──────── Source excerpt ────────

I think the details make a big difference. Maybe not everyone will notice them but it has an impact on how much fun I have on Halloween and the overall feel of the display. It also depends how much time you have. I remember reading a post once about details and that some people got disappointed because people did not notice details. That is not what the display is about though.

I really have no more storage room so this year spent more time on details and making everything a little creepier.

You have to do what you want. Here is something to keep in mind. With all the stuff we put out, about 20 tombstones and 30 figures there are two things that seem to get people the most... a pair of feet sticking out from under the garage and our Bassett hound that sat on the stairs you could see from the front door.


----------



## DaveintheGrave (Feb 12, 2004)

I know what you mean about running out of storage space. LOL
I detail the heck out of my props! That's why it takes me so long to finish one.
Plus I'm a perfectionist!


----------



## Not-so-sunny-lane (Jan 31, 2009)

This is the first year I'm putting some focus on my house itself. I always let me flower beds get a little overgrown this time of the year which is easy since everything starts dying out anyway. This year we're moving all the vehicles to another house, I've made "boards" to board up the windows and putting caution tape around the front porch with a big "Condemned--Do not enter!" sign. Plus I threatened my husband within an inch of his life if he gives in to his OCD urge to start raking leaves! 

I credit this forum to making me realize I need to de-suburbanize my house. I'm hoping it will add a new element to my yard haunt.


----------



## Terra (Sep 23, 2007)

I detail also because the cemetery is out for 30 days, 24 hours, and I wanted it to look as creepy in the daytime as the night. 

Right on, *Not-so-sunny-lane*...my house is as suburban as you can get. It needs a costume too


----------



## Muffy (Sep 25, 2006)

Yes I guess you could say we do! The rooms that we work with in the house have a million details from the ceiling to the floor. We have 4 rooms that have a lot of detail. This year is the Funeral Parlors 1st season so its the one we will really work on next year. I have enough to just show it this year but next year we will detail that room with all the extras. 

Outside is where we have our work cut out for us. We spend so much time doing the inside of the house that the outside is ok but man we have loads of room to really grow a larger display. We did not finish any projects we had this year for the outdoors so we have a lot to get started on after the 1st of the year!

Details, Details!!!!.....yup I'm a firm believer in them. Makes the display come to life. My goal is to have them walk into each room & just be blown away by all there is to look at!


----------



## Tumblindice (Aug 19, 2008)

Ice witch... your house... WOW WOW WOW... did I say it enough!


----------



## moonchildani (Sep 20, 2009)

*Daniel Kaye Haunt pics 08 ....*

The house with boarded up windows is the most awesome ~ I love your house as it probably was before ...luv two story older homes ~ My 1 story ranch home is a lil hard to make spooky ...but I try.LOL

For those visiting my page ~ As you can see I have a great love of all thats Halloween ~ and now that Ive found this forum I hope to share more and more of future Halloweens with ya ~ my friends so far here have all been so welcoming and a joy to correspond with. ~ A BIG THANKS...

──────── Material for this task ────────

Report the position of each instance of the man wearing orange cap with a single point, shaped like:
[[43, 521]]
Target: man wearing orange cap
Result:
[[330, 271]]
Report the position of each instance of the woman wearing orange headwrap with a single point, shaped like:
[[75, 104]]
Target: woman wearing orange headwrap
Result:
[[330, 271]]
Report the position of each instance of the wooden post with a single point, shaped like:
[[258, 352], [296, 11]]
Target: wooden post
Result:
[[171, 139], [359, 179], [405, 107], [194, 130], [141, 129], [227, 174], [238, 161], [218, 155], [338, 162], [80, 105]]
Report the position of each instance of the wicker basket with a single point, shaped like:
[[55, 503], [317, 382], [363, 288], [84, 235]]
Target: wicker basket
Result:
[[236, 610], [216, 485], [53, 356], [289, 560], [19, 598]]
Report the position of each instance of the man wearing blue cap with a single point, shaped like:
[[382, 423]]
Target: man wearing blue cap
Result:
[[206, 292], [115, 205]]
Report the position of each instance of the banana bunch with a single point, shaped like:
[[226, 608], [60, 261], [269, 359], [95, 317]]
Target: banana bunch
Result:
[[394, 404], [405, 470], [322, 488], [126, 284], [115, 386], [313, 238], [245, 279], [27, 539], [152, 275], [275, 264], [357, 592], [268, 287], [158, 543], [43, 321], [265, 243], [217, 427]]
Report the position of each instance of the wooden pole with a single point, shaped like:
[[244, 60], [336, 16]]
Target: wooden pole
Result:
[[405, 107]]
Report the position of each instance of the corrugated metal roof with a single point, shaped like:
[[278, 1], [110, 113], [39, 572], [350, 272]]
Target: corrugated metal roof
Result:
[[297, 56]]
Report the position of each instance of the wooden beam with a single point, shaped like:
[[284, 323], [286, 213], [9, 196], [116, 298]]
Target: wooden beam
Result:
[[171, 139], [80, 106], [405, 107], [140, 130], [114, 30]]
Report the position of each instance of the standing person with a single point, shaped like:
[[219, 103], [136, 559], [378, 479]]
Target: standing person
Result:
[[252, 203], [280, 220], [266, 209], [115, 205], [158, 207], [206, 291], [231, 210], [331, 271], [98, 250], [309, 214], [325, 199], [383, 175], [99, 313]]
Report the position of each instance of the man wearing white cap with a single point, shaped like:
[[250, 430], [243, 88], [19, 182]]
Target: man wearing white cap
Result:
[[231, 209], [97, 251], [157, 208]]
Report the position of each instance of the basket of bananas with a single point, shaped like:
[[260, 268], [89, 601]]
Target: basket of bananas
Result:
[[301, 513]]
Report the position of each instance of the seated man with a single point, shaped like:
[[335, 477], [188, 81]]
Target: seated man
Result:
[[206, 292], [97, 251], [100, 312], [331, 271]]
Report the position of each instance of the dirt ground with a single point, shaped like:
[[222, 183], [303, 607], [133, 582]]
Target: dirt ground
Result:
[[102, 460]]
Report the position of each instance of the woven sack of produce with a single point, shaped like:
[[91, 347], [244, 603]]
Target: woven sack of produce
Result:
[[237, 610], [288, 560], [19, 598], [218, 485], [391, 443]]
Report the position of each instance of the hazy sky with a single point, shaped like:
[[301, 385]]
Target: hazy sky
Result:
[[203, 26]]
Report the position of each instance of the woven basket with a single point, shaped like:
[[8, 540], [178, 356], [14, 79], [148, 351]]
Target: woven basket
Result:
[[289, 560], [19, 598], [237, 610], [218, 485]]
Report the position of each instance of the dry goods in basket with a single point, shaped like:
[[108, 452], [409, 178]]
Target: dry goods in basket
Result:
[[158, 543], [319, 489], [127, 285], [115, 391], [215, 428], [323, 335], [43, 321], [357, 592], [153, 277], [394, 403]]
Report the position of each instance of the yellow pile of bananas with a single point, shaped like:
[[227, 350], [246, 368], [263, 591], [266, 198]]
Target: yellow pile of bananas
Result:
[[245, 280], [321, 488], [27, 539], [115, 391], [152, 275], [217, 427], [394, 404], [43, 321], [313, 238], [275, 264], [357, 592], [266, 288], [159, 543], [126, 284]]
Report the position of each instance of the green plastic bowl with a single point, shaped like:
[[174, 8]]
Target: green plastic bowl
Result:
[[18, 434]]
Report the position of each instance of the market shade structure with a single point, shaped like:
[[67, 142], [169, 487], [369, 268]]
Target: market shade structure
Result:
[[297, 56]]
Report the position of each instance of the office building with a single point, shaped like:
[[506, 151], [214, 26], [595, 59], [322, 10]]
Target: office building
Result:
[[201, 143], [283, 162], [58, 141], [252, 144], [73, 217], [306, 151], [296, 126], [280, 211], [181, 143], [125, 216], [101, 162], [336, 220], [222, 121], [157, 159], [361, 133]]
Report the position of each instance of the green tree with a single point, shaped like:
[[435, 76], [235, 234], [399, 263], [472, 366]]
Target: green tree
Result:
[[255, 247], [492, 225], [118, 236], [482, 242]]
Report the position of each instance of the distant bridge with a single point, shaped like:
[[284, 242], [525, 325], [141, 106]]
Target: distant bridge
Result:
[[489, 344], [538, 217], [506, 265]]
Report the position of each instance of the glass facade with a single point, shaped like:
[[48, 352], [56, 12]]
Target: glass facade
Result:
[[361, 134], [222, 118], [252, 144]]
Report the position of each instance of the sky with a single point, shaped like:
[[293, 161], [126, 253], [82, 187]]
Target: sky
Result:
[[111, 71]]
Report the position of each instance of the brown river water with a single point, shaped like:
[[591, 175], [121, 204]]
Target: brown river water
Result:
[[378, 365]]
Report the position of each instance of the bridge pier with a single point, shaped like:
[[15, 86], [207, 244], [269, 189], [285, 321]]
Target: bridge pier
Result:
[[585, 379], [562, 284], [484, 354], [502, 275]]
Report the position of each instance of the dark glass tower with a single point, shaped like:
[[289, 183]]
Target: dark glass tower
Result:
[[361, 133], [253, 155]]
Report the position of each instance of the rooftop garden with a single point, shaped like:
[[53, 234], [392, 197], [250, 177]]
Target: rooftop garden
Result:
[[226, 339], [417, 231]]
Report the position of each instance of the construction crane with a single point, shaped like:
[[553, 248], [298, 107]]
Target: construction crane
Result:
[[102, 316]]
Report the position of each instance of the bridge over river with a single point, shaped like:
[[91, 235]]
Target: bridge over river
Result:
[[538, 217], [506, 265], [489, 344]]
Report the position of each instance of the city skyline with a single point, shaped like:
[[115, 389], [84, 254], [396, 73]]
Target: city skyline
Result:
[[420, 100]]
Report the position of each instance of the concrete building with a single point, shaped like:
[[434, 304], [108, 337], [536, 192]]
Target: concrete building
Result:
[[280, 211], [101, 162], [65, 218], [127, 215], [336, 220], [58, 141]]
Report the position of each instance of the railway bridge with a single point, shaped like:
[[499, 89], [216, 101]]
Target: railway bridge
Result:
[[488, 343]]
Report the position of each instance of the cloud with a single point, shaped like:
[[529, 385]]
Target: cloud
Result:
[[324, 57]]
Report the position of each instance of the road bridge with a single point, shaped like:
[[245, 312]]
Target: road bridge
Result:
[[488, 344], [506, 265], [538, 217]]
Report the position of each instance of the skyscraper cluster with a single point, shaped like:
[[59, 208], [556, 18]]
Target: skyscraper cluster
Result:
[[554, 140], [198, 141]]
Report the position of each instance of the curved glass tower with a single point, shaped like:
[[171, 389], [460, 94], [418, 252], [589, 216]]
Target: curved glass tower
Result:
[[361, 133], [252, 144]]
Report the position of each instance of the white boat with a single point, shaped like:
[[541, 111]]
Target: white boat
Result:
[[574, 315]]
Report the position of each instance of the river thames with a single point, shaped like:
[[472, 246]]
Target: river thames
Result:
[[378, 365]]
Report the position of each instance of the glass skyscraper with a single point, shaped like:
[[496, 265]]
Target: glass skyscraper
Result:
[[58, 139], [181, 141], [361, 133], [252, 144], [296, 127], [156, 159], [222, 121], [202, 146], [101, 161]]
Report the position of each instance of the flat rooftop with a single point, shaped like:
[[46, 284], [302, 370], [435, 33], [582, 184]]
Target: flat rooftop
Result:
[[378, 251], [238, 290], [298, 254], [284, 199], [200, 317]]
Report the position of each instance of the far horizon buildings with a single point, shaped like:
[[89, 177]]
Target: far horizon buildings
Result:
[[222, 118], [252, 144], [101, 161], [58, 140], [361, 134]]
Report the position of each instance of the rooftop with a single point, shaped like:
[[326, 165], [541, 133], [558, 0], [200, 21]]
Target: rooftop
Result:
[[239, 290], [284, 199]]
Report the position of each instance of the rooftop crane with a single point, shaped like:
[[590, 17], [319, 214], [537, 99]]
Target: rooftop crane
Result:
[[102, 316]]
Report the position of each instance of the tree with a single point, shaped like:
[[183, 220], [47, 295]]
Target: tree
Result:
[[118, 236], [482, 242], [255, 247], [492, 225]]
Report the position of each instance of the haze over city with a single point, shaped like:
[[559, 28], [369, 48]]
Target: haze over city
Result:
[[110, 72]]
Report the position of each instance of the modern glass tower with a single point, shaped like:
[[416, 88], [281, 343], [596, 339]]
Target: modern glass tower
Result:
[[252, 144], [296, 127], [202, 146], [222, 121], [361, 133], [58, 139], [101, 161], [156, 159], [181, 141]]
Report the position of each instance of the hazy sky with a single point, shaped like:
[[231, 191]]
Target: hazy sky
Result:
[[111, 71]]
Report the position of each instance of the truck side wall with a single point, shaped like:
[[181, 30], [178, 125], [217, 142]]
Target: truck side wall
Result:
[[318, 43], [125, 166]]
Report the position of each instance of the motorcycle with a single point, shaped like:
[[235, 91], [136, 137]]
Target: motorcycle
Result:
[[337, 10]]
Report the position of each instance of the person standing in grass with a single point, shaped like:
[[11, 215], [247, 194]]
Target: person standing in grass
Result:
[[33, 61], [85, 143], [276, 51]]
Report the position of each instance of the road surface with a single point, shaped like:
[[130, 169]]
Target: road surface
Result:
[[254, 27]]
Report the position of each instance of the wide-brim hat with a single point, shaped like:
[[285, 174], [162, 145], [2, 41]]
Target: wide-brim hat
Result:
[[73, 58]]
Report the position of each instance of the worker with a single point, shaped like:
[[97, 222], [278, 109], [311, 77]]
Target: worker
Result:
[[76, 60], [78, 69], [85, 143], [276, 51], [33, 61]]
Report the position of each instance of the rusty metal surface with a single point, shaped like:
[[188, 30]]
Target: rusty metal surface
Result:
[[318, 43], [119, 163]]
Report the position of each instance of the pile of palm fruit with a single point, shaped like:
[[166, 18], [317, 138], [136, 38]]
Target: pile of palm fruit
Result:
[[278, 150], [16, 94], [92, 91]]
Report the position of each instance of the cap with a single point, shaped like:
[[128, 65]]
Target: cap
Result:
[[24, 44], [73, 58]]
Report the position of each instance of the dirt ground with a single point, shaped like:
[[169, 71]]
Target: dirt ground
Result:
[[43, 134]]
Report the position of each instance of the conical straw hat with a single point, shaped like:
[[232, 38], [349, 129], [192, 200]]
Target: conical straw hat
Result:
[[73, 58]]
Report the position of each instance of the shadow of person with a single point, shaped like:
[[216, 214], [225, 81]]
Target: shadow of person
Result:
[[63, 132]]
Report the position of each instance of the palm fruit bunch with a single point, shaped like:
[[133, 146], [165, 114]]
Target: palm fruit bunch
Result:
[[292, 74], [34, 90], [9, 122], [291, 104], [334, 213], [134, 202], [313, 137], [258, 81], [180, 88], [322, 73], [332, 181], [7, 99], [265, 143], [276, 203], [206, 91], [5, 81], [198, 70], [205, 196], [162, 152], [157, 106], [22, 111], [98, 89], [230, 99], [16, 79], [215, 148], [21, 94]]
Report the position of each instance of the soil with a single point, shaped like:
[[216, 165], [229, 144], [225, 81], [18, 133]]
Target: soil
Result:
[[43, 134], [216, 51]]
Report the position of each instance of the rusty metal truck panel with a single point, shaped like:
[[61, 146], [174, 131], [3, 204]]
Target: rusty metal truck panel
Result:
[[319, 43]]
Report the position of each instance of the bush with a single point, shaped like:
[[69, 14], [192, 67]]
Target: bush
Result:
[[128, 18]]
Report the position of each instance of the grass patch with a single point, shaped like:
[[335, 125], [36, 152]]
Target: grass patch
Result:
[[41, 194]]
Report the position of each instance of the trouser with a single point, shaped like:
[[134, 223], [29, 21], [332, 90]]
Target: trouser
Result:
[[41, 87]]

────────

Work to complete:
a. Rewrite the part of the Halloween thread between "I detail also" and "all the extras.", inclusive, swapping "cemetery" for "graveyard".
b. Reproduce the records verbatim, from their first line through the line holding "162], [80, 105]]", inclusive.
The Halloween thread has no connection to the records.

Replies:
a.
I detail also because the graveyard is out for 30 days, 24 hours, and I wanted it to look as creepy in the daytime as the night. 

Right on, *Not-so-sunny-lane*...my house is as suburban as you can get. It needs a costume too


----------



## Muffy (Sep 25, 2006)

Yes I guess you could say we do! The rooms that we work with in the house have a million details from the ceiling to the floor. We have 4 rooms that have a lot of detail. This year is the Funeral Parlors 1st season so its the one we will really work on next year. I have enough to just show it this year but next year we will detail that room with all the extras.

b.
Report the position of each instance of the man wearing orange cap with a single point, shaped like:
[[43, 521]]
Target: man wearing orange cap
Result:
[[330, 271]]
Report the position of each instance of the woman wearing orange headwrap with a single point, shaped like:
[[75, 104]]
Target: woman wearing orange headwrap
Result:
[[330, 271]]
Report the position of each instance of the wooden post with a single point, shaped like:
[[258, 352], [296, 11]]
Target: wooden post
Result:
[[171, 139], [359, 179], [405, 107], [194, 130], [141, 129], [227, 174], [238, 161], [218, 155], [338, 162], [80, 105]]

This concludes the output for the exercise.